■ What is expected ■
Reproduce every line of the listing below, requests included, offsetting each bounding-box coordinate in the answers by +101 and leaving the request wording and its notation sample unchanged. Omit the picture placeholder from your output.

*** Data ***

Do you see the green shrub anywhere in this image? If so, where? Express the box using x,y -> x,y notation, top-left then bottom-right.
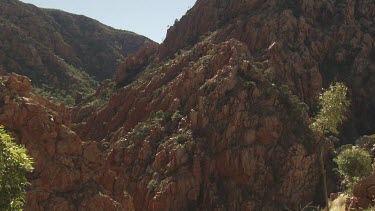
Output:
355,135 -> 375,152
311,83 -> 350,134
0,126 -> 33,210
334,148 -> 372,189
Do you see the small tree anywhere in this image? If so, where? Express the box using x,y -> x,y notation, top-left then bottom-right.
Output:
311,83 -> 350,134
310,83 -> 350,211
334,148 -> 372,190
0,126 -> 33,210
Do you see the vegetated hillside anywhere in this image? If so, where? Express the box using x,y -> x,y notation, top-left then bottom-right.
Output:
0,73 -> 134,210
0,0 -> 153,104
0,0 -> 375,210
73,0 -> 375,210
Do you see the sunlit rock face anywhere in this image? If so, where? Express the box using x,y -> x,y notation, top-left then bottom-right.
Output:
0,0 -> 375,210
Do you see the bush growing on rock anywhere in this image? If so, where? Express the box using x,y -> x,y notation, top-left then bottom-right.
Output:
0,126 -> 33,210
334,148 -> 372,190
311,83 -> 350,134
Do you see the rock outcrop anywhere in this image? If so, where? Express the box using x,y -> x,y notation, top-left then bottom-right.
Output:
75,35 -> 320,210
159,0 -> 375,137
0,0 -> 154,104
0,0 -> 375,210
73,0 -> 375,210
0,74 -> 134,210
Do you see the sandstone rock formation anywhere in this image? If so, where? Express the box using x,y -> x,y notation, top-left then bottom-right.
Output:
73,0 -> 374,210
159,0 -> 375,138
0,0 -> 375,210
0,74 -> 134,211
0,0 -> 153,104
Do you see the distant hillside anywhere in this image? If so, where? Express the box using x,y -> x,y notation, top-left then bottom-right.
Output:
0,0 -> 153,104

***

■ Expected answer ■
Do you see the green shrub anywhere in this image? If so, where? Express the box using x,y -> x,y notation, top-left then bottom-right.
Output:
456,236 -> 476,253
412,184 -> 451,235
101,227 -> 134,311
435,249 -> 473,290
Do you see the small tree anywhere in this image? If so, where? Express the box using x,y -> x,y notation, top-left then bottom-right.
Output:
412,184 -> 451,235
411,184 -> 451,312
435,249 -> 473,291
101,227 -> 134,311
Do you see the vegetated hillside anywhere in this image? If so, where? Express the box using x,y -> x,y notation, top-left then bottom-right.
Output:
101,174 -> 235,311
101,101 -> 254,205
101,101 -> 476,311
174,101 -> 476,311
Do you see the sunlit rock face anywhere in this image? If so, where? Express the box using x,y -> x,y notation, top-left then bottom-right.
Output:
101,101 -> 476,311
Do you see the bush growing on rock anywhere in this image? If so, where? Express the box using x,y -> x,y notation, top-left then bottom-right.
Output:
101,227 -> 134,311
435,249 -> 473,291
412,184 -> 451,235
Do you see the rock outcrop anywhere in this image? If so, where? Express the box using x,y -> x,y notation, top-left then bottom-right.
Output:
176,136 -> 421,311
260,101 -> 476,238
101,101 -> 255,205
101,101 -> 476,311
174,101 -> 476,311
101,175 -> 235,311
Do you see the sandstone rock formation anywhere in this image? If so, where? Express the box using x,y -> x,y notation, top-left then bottom-right.
Output:
174,101 -> 475,311
260,101 -> 476,239
101,101 -> 476,311
101,175 -> 235,312
101,101 -> 254,205
Do you see the distant hillside anywhere in this image? If so, where? Express the box using x,y -> x,y notation, top-left then bottom-right.
Output:
101,101 -> 254,205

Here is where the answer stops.